***** TEXTABSCHNITT *****

Einer davon war Harry Graf Kessler. Der lud ihn 1904 nach Thüringen ein. Kessler hatte van de Veldes Berufung zum Direktor der Großherzoglichen Kunstgewerbeschule vermittelt und plante ein »Neues Weimar« mit dem Nietzsche-Archiv als geistigem Zentrum: eine antiwilhelminische Oase moderner Kunst und Kultur. Im Grunde sollte das ganze Großherzogtum »designt«, im Stil der Europäischen Moderne gestaltet werden. Das Porträt, das er Munch von sich malen ließ, war auch eine Werbung für dieses Projekt.
Im Herbst 1905 kam der Maler erneut nach Weimar. Im Auftrag des Bankiers Ernest Thiel sollte er ein Nietzsche-Porträt schaffen. Doch Munch steckt in seiner schwersten Krise. Selbstzweifel und Alkohol setzten dem Rastlosen zu. In Elgersburg unterzieht er sich einer Bäderkur und malt zauberhafte Winterlandschaften. Im Frühjahr 1906 malt er in Jena das Porträt des Professors Felix Auerbach. Dann folgen die Bilder von Nietzsche und dessen Schwester. Doch dazwischen sucht er erneut Erholung: in Ilmenau und vor allem im Kurbad Kösen.

*****

* ARBEITSAUFTRAG 1:
Beantworten Sie anhand des Textes über Munch in Thüringen die folgenden Fragen.
(a) Wer lud Munch 1904 nach Thüringen ein?
(b) In wessen Auftrag sollte Munch im Herbst 1905 ein Nietzsche-Porträt schaffen?
(c) Wessen Porträt malte Munch im Frühjahr 1906 in Jena?
* ARBEITSAUFTRAG 2: Zitieren Sie aus dem Text über Munch in Thüringen den Abschnitt zwischen „Im Herbst 1905“ und „im Kurbad Kösen.“, beide eingeschlossen.
* ARBEITSAUFTRAG 3: Setzen Sie den Text über Munch in Thüringen im Anschluss an seinen letzten Satz fort.

***** AUFLISTUNG *****

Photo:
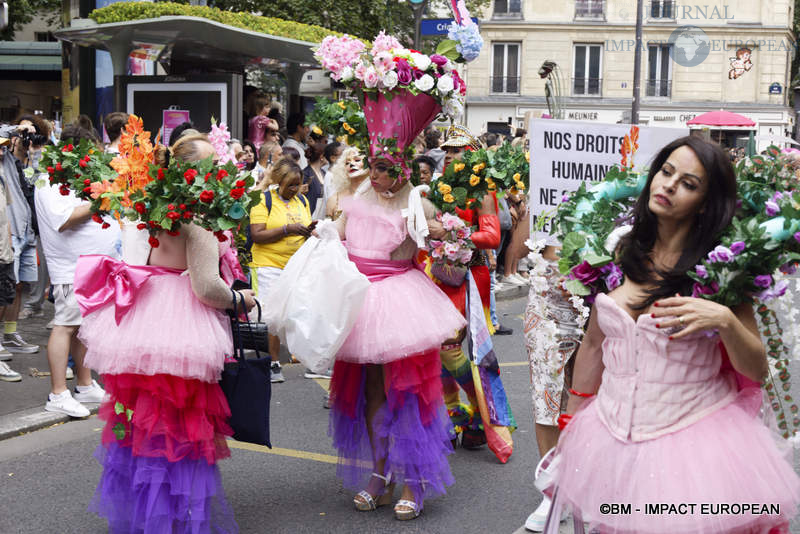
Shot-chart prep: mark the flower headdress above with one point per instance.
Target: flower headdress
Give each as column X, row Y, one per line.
column 401, row 91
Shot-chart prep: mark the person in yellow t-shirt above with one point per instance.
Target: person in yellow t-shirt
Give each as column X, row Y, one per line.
column 278, row 230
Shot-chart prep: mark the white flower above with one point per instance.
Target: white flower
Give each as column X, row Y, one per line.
column 389, row 79
column 425, row 83
column 421, row 61
column 445, row 84
column 346, row 74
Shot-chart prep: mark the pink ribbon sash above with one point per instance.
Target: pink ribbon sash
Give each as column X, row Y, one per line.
column 100, row 280
column 377, row 270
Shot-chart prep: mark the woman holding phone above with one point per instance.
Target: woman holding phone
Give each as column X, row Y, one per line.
column 279, row 225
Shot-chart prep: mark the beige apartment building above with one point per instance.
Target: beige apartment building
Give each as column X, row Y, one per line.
column 697, row 56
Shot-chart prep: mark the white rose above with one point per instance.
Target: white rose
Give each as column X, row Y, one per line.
column 425, row 83
column 390, row 79
column 445, row 84
column 347, row 74
column 421, row 61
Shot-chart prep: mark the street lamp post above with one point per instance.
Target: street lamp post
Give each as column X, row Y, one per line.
column 418, row 6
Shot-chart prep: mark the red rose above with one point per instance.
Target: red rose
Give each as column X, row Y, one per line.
column 189, row 176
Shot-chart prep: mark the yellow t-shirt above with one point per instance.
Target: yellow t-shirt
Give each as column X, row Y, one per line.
column 277, row 254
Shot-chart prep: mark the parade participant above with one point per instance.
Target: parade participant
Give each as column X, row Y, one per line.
column 348, row 173
column 159, row 339
column 279, row 225
column 456, row 368
column 665, row 421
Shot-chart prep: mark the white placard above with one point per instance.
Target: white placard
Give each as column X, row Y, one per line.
column 565, row 154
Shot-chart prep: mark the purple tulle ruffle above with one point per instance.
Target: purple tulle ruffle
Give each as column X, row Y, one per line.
column 416, row 453
column 156, row 496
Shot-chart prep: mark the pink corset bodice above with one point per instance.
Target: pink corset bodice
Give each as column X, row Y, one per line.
column 372, row 232
column 652, row 386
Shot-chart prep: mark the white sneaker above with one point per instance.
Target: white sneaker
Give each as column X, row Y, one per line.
column 7, row 374
column 90, row 393
column 64, row 403
column 537, row 520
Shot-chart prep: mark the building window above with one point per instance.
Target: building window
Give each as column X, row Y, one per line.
column 659, row 72
column 589, row 8
column 662, row 9
column 505, row 68
column 508, row 8
column 44, row 37
column 586, row 79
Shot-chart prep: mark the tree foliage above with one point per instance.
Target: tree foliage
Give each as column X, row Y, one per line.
column 362, row 18
column 21, row 12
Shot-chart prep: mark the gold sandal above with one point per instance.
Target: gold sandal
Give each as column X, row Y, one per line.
column 364, row 502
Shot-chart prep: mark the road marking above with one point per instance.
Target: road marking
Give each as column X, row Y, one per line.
column 317, row 457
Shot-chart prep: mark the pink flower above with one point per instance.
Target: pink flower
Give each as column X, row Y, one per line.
column 384, row 43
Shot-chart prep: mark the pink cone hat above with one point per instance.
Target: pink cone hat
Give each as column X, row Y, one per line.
column 402, row 118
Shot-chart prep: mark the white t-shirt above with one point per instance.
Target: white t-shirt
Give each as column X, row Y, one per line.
column 62, row 249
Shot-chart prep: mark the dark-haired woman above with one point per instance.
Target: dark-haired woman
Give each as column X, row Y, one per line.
column 665, row 422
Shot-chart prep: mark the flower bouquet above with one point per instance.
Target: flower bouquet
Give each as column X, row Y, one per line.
column 390, row 69
column 451, row 255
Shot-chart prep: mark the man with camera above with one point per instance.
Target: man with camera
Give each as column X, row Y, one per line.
column 24, row 151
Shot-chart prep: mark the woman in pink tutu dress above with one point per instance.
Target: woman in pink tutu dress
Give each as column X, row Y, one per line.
column 159, row 338
column 388, row 417
column 666, row 423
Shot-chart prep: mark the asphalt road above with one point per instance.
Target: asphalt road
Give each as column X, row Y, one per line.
column 49, row 476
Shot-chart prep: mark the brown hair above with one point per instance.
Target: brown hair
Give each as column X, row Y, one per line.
column 114, row 123
column 186, row 148
column 285, row 168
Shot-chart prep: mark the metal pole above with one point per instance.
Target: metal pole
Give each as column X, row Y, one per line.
column 637, row 64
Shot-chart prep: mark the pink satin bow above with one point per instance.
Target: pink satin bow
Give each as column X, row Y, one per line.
column 100, row 280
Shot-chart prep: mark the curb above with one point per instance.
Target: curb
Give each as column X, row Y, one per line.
column 512, row 292
column 25, row 421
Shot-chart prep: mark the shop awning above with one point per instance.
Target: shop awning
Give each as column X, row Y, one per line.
column 187, row 39
column 721, row 118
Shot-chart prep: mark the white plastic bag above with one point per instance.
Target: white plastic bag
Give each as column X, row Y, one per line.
column 314, row 303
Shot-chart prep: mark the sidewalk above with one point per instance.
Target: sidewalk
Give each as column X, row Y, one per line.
column 22, row 403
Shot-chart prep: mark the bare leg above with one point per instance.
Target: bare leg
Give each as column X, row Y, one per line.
column 546, row 437
column 58, row 347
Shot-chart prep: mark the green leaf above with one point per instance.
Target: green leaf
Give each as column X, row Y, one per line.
column 577, row 288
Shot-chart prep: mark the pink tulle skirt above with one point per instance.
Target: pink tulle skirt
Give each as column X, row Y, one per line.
column 727, row 458
column 167, row 331
column 402, row 315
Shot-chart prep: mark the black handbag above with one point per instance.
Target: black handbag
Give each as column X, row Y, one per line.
column 247, row 386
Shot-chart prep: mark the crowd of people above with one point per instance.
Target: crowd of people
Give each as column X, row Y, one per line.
column 666, row 409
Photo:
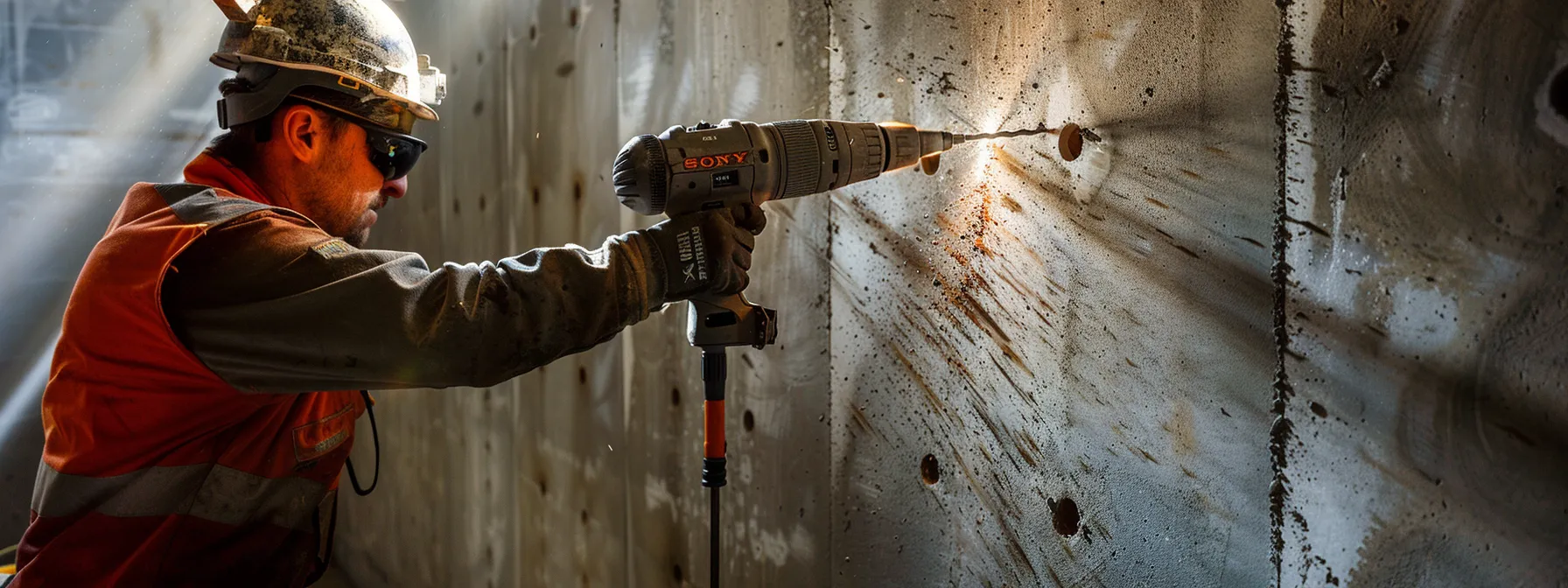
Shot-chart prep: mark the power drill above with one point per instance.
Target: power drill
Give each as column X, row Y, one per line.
column 706, row 166
column 712, row 166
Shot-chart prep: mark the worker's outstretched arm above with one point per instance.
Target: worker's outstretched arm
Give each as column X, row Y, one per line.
column 273, row 304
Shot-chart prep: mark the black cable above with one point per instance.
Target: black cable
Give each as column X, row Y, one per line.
column 375, row 439
column 712, row 535
column 714, row 471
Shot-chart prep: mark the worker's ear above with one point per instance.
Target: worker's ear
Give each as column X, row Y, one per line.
column 303, row 132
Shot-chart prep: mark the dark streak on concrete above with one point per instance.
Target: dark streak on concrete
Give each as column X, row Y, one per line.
column 1280, row 433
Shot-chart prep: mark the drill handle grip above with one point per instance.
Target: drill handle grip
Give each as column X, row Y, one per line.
column 730, row 322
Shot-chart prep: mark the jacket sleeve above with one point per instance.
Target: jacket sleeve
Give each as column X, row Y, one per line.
column 273, row 304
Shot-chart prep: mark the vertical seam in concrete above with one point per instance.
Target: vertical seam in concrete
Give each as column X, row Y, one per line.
column 831, row 52
column 1280, row 430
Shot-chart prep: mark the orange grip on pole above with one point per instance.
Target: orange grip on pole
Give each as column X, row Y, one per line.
column 714, row 429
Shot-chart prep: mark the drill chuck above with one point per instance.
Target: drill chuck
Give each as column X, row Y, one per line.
column 709, row 166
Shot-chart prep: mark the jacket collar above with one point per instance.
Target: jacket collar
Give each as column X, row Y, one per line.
column 215, row 172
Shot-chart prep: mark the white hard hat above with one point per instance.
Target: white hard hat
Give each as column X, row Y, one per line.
column 356, row 47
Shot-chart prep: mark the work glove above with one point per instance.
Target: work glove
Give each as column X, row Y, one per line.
column 708, row 253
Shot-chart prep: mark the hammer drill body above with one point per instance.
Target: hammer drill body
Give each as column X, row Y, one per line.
column 687, row 170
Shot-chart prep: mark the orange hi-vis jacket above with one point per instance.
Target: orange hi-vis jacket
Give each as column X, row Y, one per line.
column 156, row 472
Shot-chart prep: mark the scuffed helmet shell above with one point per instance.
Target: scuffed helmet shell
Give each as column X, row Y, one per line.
column 356, row 38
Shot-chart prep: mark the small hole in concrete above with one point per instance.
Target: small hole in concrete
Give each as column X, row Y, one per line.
column 1063, row 516
column 1559, row 93
column 930, row 471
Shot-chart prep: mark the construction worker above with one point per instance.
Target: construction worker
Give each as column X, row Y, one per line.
column 206, row 384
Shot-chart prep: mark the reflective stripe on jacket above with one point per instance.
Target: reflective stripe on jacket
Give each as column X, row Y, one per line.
column 158, row 472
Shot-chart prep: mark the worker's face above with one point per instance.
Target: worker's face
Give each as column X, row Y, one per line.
column 350, row 188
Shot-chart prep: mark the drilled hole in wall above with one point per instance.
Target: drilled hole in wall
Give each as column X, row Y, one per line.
column 1063, row 516
column 930, row 471
column 1559, row 93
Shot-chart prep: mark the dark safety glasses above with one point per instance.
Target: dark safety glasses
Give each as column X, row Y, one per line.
column 392, row 152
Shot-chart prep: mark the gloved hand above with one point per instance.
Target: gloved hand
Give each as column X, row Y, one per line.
column 708, row 253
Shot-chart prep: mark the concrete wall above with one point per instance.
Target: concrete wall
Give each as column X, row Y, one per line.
column 1296, row 318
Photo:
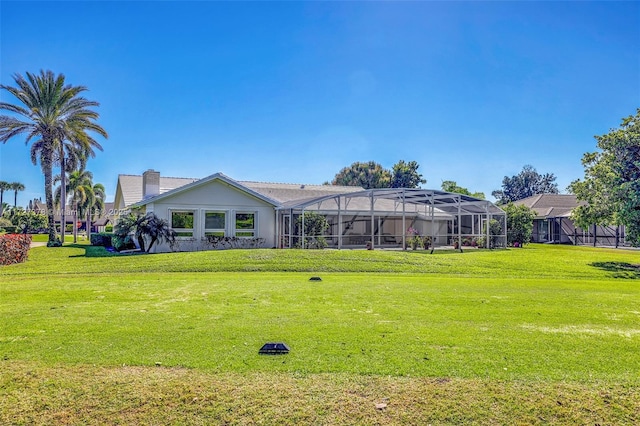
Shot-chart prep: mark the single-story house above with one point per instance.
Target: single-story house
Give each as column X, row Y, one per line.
column 99, row 221
column 218, row 212
column 553, row 223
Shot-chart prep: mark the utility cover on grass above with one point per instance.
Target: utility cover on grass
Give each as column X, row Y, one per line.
column 274, row 348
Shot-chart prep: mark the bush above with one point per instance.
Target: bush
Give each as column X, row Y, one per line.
column 122, row 243
column 56, row 243
column 10, row 229
column 101, row 239
column 14, row 248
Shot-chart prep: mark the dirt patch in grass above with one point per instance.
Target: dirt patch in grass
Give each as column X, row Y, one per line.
column 620, row 269
column 31, row 394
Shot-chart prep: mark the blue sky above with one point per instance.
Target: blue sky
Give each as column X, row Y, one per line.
column 294, row 91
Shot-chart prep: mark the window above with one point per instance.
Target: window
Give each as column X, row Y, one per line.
column 245, row 225
column 182, row 223
column 214, row 224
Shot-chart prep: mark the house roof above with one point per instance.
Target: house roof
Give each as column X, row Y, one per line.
column 286, row 192
column 216, row 176
column 130, row 186
column 551, row 205
column 103, row 217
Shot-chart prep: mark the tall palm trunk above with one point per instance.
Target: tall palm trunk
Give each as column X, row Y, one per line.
column 75, row 222
column 88, row 225
column 47, row 169
column 63, row 196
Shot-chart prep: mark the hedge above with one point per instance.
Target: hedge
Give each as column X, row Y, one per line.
column 14, row 248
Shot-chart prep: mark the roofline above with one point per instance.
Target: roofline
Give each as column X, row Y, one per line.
column 432, row 193
column 216, row 176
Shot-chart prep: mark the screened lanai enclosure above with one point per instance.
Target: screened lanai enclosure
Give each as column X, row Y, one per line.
column 393, row 218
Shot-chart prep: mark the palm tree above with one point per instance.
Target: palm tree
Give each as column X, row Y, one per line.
column 70, row 157
column 16, row 186
column 54, row 116
column 94, row 202
column 4, row 186
column 76, row 190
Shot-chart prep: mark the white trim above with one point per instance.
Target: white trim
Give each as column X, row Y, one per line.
column 254, row 230
column 194, row 230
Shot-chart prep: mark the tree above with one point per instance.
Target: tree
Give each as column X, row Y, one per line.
column 367, row 175
column 452, row 186
column 611, row 185
column 95, row 196
column 141, row 226
column 519, row 223
column 525, row 184
column 77, row 188
column 372, row 175
column 28, row 220
column 4, row 186
column 50, row 114
column 15, row 187
column 405, row 175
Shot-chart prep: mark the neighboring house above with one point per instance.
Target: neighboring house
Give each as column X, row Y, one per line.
column 259, row 214
column 98, row 222
column 553, row 223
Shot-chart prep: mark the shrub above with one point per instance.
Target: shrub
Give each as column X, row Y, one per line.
column 14, row 248
column 101, row 239
column 122, row 243
column 10, row 229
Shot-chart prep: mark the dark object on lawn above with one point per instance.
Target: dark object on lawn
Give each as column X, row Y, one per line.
column 277, row 348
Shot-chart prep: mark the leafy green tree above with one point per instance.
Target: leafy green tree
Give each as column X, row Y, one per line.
column 141, row 226
column 519, row 223
column 77, row 188
column 525, row 184
column 367, row 175
column 94, row 202
column 611, row 185
column 15, row 187
column 50, row 114
column 4, row 186
column 28, row 220
column 452, row 186
column 314, row 227
column 405, row 175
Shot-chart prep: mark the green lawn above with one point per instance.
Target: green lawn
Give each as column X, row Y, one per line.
column 544, row 334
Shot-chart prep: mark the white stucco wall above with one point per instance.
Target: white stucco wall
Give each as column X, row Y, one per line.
column 215, row 196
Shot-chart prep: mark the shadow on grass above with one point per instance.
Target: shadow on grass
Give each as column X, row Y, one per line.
column 619, row 269
column 93, row 251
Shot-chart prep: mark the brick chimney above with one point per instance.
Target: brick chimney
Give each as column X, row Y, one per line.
column 150, row 184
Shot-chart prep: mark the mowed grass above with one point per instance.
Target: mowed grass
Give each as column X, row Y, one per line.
column 545, row 334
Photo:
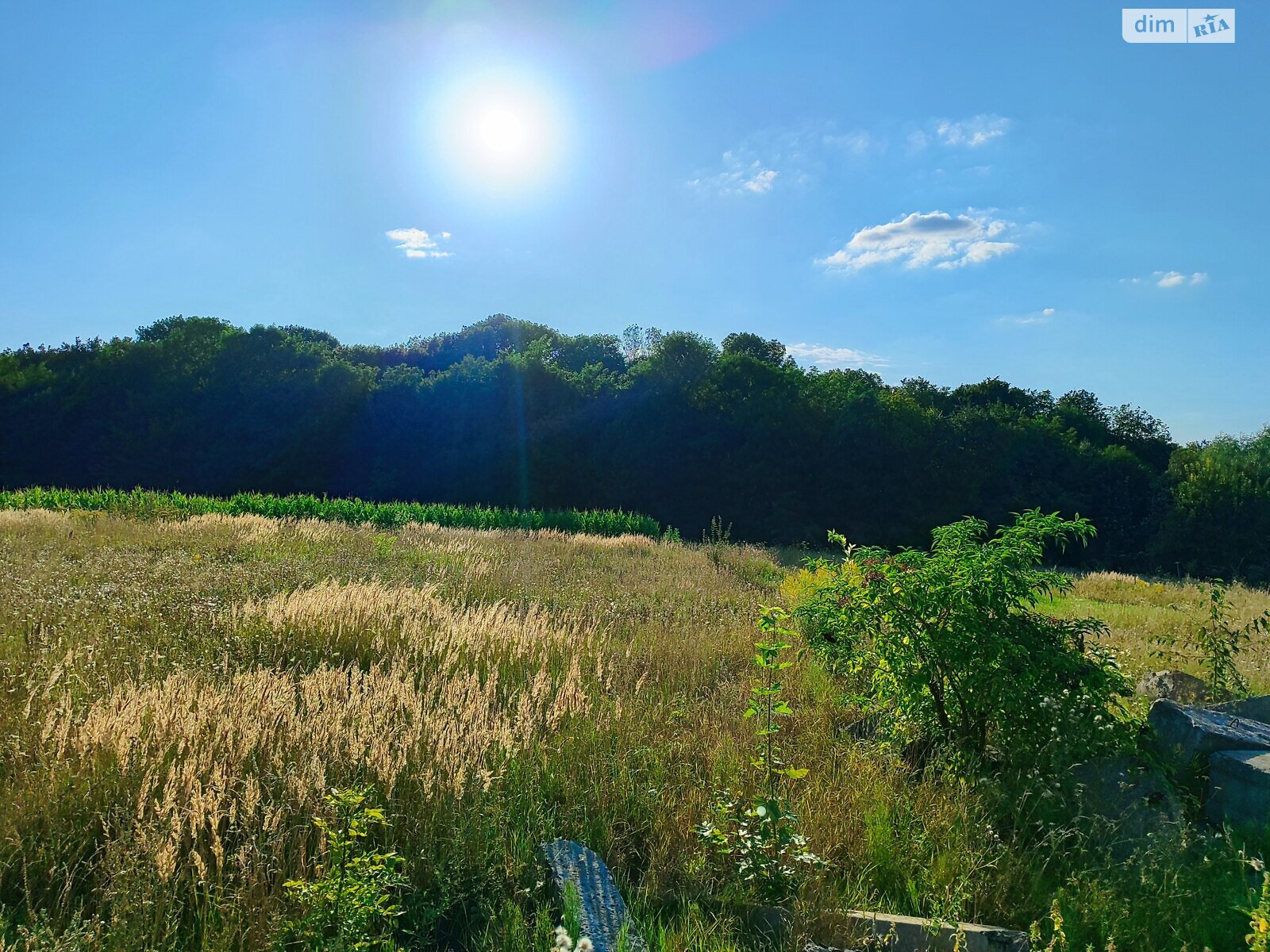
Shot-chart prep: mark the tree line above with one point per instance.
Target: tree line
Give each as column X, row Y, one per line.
column 516, row 414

*****

* ANTWORT 1:
(a) Harry Graf Kessler
(b) Im Auftrag des Bankiers Ernest Thiel
(c) Das Porträt des Professors Felix Auerbach

* ANTWORT 2:
Im Herbst 1905 kam der Maler erneut nach Weimar. Im Auftrag des Bankiers Ernest Thiel sollte er ein Nietzsche-Porträt schaffen. Doch Munch steckt in seiner schwersten Krise. Selbstzweifel und Alkohol setzten dem Rastlosen zu. In Elgersburg unterzieht er sich einer Bäderkur und malt zauberhafte Winterlandschaften. Im Frühjahr 1906 malt er in Jena das Porträt des Professors Felix Auerbach. Dann folgen die Bilder von Nietzsche und dessen Schwester. Doch dazwischen sucht er erneut Erholung: in Ilmenau und vor allem im Kurbad Kösen.

* ANTWORT 3:
Immer wieder unterbrochen von Aufenthalten in Weimar, wo Munch sich selbst malt: das Selbstbildnis mit Weinflasche zeigt ihn in der Kellergaststube des Künstlerheims. Ein erschütterndes Seismogramm der Verlorenheit. Und er malt ein zweites Mal Graf Kessler, der soeben gescheitert war. Munch zeigt ihn als Souverän: stolz und gefasst.
Anfang 1907 kehrt der Maler nach Berlin zurück, um einen Bilderfries für Max Reinhardt auszuführen. Von den Thüringer Erlebnissen zeugen ein paar seiner besten Bilder. Das alles aufgearbeitet hat Volker Wahl. Der vorliegende Band vereint seine bislang verstreut publizierten Munch-Forschungen seit 1988. Auch wie er damals, als DDR-Bürger, zu einem Munch-Stipendium der Stadt Oslo kam, berichtet der exzellente Archivar. Das Buch ist reich illustriert – nur leider das Layout unglücklich: mit verschachtelten Bildchen ohne Gesamtgestaltungswillen, Munch nicht angemessen.